■ **作業目標**
次の記述(a)〜(c)が原文と合っているか、それぞれ「はい」か「いいえ」で答え、決め手となる原文の語句をそのまま引用してください。(a) 世界開発報告は世界銀行が毎年発行している。(b) 世界銀行は1982年の報告で、大規模農場への支援を中心とした提言をまとめた。(c) 小農を中心に据えた農業開発の方向性は、2008年版の報告で変わった。

──────── 原文

Foomin Paradise (読書ブログ)

経済や歴史、フィクションを中心に読んでいます。500冊までもう少し。

世界銀行 『World Development Report 2008: Agriculture for Development』

 世界銀行が毎年発行している世界開発報告(World Development Report)の2008年版、テーマは「開発のための農業」。開発のうえで農業がもつポテンシャルをデータで示した上で、貿易・価格・補助金政策、農業の市場化、自作農の競争力強化、科学技術の適用、持続可能な農業環境、農業以外の農村経済とおよそ考えられるミクロからマクロまでの政策の方向性を示している。

 農業・農村開発に携わる開発援助関係者の間では、安定した食料供給の確保と農村における貧困の削減の両面の観点から、農業生産力の向上と農産物市場の整備、その核となる貧農に対する支援のあり方が長らく議論されてきた。世界銀行は、1982年の時点で既に農業・農村開発が果たす役割の大きさに着目し、「世界開発報告1982 農業と経済開発」で小農に対する支援を中心とした提言をまとめている。

 小農を中心に据えた農業開発の方向性は今回の報告でも変化しておらず、冒頭で、農業を経済のベースとするサブサハラ・アフリカ諸国のような国々では「Using agriculture as the basis for economic growth in the agriculture-based countries requires a productivity revolution in smallholder farming.」と小農の「生産性革命」が必要と延べ、第6章「Supporting smallholder competitiveness through institutional innovations」で土地政策、小農向けの金融サービス、リスク管理/保険、投入物市場の強化、生産者組織について過去の教訓とあるべき政策の方向性を詳述している。品種改良など科学技術の成果の適用、(とくに構造調整融資によって普及部門を含め農業開発に携わる公的部門をスカスカにしてしまった過去の教訓を踏まえ)普及サービスの強化についても別章で言及している。

────────────────
──────── データ一覧

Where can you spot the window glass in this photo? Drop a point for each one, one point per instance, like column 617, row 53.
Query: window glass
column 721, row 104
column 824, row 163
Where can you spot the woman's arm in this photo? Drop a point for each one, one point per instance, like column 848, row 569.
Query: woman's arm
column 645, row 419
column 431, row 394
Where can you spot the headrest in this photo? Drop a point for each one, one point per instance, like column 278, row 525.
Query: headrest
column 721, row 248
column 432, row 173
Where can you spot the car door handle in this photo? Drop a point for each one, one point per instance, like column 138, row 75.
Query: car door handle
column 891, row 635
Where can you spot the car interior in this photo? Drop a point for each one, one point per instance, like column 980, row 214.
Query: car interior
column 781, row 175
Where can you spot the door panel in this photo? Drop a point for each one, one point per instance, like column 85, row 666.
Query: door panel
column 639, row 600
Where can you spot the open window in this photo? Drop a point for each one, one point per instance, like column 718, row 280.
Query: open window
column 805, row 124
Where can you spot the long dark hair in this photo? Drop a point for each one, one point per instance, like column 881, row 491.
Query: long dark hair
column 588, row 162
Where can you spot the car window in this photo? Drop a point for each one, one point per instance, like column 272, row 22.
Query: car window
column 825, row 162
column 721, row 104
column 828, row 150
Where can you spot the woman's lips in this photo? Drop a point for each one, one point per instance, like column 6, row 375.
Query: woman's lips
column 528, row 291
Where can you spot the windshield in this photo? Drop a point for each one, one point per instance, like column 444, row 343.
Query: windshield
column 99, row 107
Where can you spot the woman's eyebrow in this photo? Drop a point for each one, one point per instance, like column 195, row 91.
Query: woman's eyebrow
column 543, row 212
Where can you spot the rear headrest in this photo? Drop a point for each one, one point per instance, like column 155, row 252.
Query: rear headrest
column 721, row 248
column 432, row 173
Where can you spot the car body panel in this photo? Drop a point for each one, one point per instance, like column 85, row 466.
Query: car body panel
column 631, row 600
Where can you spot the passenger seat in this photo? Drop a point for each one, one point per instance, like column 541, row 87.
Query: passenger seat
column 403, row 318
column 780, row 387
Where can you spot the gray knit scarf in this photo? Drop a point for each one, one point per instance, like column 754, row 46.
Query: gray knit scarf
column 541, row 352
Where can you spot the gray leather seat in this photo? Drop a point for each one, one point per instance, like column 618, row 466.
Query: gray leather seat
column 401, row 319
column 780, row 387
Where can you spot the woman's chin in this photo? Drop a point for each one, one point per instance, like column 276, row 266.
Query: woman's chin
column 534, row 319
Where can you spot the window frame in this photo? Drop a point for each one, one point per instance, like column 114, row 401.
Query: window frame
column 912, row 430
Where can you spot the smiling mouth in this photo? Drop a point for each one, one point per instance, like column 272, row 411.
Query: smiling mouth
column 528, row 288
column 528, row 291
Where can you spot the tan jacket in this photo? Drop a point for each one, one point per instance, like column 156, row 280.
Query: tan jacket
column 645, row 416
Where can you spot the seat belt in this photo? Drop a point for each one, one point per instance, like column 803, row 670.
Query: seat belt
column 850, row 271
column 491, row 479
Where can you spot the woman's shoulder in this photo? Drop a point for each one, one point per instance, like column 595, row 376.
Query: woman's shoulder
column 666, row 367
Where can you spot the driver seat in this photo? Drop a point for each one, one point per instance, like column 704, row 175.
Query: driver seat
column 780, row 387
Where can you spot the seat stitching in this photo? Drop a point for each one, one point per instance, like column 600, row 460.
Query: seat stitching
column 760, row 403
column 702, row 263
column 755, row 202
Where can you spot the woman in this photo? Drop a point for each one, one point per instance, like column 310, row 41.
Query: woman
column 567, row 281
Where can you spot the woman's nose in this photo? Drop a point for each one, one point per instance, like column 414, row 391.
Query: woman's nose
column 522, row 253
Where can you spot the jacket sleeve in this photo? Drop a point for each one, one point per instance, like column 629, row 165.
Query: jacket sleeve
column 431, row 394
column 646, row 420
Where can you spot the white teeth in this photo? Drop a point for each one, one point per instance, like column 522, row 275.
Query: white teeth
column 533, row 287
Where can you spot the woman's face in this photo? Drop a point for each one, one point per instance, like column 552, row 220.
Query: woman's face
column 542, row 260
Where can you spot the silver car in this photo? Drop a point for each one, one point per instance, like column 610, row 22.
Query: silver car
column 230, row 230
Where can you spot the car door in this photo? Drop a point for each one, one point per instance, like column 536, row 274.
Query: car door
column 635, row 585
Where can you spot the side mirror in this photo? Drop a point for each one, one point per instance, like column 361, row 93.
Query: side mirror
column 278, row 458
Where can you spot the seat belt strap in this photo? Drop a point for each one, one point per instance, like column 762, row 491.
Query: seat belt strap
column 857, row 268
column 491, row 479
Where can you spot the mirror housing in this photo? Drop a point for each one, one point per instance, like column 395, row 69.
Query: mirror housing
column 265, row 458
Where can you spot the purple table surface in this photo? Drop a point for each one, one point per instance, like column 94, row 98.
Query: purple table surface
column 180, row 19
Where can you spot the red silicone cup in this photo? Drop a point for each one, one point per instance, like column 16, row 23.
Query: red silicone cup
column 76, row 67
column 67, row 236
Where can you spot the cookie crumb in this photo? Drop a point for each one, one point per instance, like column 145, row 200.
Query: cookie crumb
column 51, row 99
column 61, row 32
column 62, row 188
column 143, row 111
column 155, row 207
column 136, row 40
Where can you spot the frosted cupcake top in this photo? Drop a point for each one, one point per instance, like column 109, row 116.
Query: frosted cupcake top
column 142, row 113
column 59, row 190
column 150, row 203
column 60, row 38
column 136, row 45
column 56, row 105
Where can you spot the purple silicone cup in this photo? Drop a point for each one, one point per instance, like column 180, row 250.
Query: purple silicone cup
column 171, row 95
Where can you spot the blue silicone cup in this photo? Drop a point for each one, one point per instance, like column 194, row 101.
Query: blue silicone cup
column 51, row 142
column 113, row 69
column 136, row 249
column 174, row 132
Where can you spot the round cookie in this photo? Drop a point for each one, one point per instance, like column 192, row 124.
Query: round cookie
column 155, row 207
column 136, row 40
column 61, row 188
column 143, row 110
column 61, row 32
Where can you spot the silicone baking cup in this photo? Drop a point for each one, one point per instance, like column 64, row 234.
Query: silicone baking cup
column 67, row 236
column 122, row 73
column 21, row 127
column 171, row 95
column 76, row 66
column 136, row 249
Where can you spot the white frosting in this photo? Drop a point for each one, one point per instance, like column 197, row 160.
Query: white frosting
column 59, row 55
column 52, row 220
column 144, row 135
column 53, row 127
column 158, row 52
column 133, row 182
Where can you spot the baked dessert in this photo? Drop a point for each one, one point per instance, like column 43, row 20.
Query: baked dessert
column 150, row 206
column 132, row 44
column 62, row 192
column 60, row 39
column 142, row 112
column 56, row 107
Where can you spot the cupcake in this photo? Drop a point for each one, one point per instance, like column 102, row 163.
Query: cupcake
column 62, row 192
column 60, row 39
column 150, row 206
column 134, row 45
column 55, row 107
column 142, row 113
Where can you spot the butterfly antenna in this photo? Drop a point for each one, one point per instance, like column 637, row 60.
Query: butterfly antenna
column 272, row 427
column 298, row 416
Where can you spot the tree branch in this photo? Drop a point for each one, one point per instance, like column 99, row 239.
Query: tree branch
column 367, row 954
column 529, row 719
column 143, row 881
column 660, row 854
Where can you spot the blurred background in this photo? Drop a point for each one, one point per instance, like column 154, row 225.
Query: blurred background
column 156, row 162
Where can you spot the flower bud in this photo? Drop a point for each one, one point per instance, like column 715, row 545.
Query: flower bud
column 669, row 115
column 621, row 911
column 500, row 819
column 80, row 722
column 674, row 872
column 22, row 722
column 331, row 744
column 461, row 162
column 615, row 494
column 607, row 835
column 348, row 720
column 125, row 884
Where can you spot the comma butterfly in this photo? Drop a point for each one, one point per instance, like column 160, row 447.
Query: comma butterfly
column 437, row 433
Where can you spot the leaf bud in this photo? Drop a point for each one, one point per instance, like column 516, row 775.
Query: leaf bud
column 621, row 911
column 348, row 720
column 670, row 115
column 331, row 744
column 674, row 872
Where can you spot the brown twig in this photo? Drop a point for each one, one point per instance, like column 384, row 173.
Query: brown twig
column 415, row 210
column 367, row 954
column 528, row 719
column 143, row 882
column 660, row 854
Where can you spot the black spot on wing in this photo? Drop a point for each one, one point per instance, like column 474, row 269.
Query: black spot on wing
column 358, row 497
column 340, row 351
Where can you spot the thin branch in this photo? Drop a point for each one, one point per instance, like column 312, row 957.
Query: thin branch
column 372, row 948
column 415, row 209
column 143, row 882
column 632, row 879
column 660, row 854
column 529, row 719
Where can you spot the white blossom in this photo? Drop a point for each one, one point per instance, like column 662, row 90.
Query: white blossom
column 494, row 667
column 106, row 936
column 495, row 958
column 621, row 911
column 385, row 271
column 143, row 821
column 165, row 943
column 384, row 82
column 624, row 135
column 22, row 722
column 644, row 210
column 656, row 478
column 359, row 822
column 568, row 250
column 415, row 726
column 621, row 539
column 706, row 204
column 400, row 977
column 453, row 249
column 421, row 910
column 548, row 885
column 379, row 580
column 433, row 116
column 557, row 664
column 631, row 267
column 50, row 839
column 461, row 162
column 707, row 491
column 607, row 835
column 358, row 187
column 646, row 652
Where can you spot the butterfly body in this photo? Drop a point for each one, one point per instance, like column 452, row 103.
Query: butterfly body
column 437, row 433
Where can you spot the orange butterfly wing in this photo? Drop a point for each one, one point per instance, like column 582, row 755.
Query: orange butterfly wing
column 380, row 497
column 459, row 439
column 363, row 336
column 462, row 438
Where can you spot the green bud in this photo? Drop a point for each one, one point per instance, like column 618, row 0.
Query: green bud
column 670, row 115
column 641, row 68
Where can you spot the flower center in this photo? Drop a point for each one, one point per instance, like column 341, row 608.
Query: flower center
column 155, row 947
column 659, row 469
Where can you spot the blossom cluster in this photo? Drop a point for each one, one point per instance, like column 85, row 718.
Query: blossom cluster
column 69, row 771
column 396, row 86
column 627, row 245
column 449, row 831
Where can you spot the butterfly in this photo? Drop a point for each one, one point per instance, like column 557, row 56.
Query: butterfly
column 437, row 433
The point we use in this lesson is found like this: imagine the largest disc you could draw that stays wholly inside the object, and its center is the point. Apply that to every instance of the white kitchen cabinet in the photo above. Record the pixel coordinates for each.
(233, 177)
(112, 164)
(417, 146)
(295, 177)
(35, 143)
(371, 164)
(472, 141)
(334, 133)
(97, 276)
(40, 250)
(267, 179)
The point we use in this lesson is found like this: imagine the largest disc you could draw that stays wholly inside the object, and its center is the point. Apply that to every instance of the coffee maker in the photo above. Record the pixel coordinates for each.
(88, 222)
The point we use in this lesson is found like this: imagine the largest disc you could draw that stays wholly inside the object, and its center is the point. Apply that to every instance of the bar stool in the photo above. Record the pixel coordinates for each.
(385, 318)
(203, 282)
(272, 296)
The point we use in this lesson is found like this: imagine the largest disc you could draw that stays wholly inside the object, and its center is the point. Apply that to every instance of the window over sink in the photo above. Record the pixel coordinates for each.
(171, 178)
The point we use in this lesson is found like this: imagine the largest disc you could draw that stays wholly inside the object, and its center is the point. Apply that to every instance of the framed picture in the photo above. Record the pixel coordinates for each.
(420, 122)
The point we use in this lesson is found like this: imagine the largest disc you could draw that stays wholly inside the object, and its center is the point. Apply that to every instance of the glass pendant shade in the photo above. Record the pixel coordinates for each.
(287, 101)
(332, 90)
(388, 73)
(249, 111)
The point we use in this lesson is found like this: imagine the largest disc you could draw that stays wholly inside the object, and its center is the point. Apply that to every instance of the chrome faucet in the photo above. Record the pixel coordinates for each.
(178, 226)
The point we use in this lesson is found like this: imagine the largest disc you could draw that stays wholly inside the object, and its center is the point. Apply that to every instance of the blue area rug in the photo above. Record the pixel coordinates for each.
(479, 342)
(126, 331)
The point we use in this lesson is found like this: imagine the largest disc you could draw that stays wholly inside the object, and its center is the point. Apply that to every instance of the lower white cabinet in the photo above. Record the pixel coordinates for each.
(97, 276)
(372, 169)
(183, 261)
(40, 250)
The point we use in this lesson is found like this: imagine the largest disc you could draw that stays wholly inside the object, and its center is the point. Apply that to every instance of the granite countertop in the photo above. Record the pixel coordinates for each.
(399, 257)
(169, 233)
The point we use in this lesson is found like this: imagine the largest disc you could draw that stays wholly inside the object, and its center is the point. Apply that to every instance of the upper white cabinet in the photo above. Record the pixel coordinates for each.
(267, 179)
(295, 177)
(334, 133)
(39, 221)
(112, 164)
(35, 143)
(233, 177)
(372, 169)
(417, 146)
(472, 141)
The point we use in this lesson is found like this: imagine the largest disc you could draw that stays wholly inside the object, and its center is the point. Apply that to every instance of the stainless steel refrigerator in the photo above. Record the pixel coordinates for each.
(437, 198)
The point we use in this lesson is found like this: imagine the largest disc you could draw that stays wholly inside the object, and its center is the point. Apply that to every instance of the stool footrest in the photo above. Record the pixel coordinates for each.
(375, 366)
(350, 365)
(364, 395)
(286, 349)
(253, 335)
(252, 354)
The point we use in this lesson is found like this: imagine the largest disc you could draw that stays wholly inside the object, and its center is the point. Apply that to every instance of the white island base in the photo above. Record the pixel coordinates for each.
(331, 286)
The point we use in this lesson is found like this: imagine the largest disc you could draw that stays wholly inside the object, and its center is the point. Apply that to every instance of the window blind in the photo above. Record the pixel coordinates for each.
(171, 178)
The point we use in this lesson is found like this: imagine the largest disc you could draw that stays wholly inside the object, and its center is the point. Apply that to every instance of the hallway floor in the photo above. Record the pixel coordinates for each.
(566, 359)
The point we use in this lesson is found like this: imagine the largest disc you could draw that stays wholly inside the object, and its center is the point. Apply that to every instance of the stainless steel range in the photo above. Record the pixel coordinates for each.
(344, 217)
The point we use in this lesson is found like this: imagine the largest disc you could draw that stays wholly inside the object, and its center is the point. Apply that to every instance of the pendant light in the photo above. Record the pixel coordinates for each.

────────────────

■ **作業結果**
(a) はい。「世界銀行が毎年発行している」
(b) いいえ。「小農に対する支援を中心とした提言をまとめている」
(c) いいえ。「小農を中心に据えた農業開発の方向性は今回の報告でも変化しておらず」